• **Article**:
Swenson Technology, Inc.

Energy Conservation

     Energy conservation is a primary consideration in the design of every Swenson evaporator.  In order to conserve energy, Swenson evaporators are utilized in any one, or a combination, of the following configurations: multiple-effect, mechanical recompression, or thermal recompression.  They are also frequently used in conjunction with preheaters and/or condensate flash systems for additional energy savings.  These evaporator configurations will be described in greater detail in the following pages.

Multiple Effect

     The multiple-effect configuration combines two or more evaporator bodies to conserve steam, which is condensed in the first-effect heat exchanger only.  Water evaporated in the first-effect vapor body is condensed in the second-effect heat exchanger, which provides energy for evaporation in the second-effect vapor body (and so on for additional effects).  Vapor from the last effect flows to a condenser.
     The last-effect vapor body is maintained at a high vacuum with a steam-jet air ejector or mechanical vacuum pump.  The driving force is the pressure drop from the first to the last effect.
     For the same overall pressure differential and process conditions, the evaporator with more effects will require less steam.  A rough "rule of thumb" for comparison purposes is that the evaporation in each effect will be approximately 0.7 to 0.9 pounds for each pound of steam condensed in the first-effect heat exchanger.

• **Excerpted records**:

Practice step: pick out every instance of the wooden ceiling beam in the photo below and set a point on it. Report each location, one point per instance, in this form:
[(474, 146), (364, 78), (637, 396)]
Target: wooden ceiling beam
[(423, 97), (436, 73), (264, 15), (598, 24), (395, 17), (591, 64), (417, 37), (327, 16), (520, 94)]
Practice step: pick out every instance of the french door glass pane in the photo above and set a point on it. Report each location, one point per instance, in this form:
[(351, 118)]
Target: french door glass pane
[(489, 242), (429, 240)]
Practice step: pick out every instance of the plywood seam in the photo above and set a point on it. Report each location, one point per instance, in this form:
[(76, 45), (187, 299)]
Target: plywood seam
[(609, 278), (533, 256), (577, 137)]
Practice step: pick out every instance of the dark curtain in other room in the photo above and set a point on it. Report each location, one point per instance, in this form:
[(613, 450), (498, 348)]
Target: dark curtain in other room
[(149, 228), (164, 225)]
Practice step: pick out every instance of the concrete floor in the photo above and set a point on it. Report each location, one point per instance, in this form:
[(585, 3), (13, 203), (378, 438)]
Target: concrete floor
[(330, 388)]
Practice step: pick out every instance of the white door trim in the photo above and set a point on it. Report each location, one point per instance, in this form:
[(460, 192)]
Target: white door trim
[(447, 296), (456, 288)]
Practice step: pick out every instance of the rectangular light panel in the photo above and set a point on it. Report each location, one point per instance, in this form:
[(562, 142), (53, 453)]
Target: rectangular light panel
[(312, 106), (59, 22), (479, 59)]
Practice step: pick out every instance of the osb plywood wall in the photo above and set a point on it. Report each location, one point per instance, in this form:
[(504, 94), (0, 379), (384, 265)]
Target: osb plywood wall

• **Problems and tasks**:
a – In the energy conservation text, how is the last-effect vapor body kept at a high vacuum?
b – Extend the energy conservation text from the point where it stops.
The data is not needed for what follows.

• **Responses per task**:
a – It is kept at a high vacuum with a steam-jet air ejector or a mechanical vacuum pump.

b –
    Thus, for the same evaporation rate, a quintuple-effect evaporator will require about 20% of the steam required for a single-effect evaporator.  In actual practice, the steam economy can vary widely because of differences in feed temperature and other energy requirements such as heats of dilution and crystallization.  Figs. 1, 4, 14 and 15, plus the cover photo (included in the download), show multiple-effect evaporator configurations.
     For some applications, single-effect evaporators are used because multiple-effect evaporators cannot be economically justified.  In particular, single-effect evaporators are utilized for small evaporation rates, or for liquids that boil at high temperatures (high boiling-point elevation liquors).

Preheaters and Condensate Flash Systems

Preheaters and condensate flash systems are often incorporated into Swenson process designs to reduce steam consumption.  Preheaters are used to heat the feed to an evaporator with a heat-transfer medium, preferably of less energy value than that of the steam or vapor condensed in the evaporator heat exchanger.  Typical heat-transfer fluids used in preheaters include evaporator condensate, evaporator vapor and process liquor.  Heat that is added in preheaters replaces the heat that would have been added in the evaporator heat exchangers; therefore, less heat-transfer surface area is required for the evaporator heat exchangers when preheaters are used.
     A Swenson preheater is designed either as a separate exchanger or as an integral part of an evaporator heat exchanger or condenser.  Preheaters can also improve heat-transfer coefficients for rising- and falling-film evaporators because the non-boiling zone is reduced or eliminated.  For some scaling applications, separate preheaters, with bypass piping, provide an additional benefit because scale forms in the smaller, easier-to-clean preheater rather than on the tubes of the larger evaporator heat exchanger.
     Condensate flash systems are sometimes employed in place of, or to complement, preheaters.  Condensate from a heat exchanger is flashed into a heat exchanger that is operated at a lower pressure to provide supplemental energy.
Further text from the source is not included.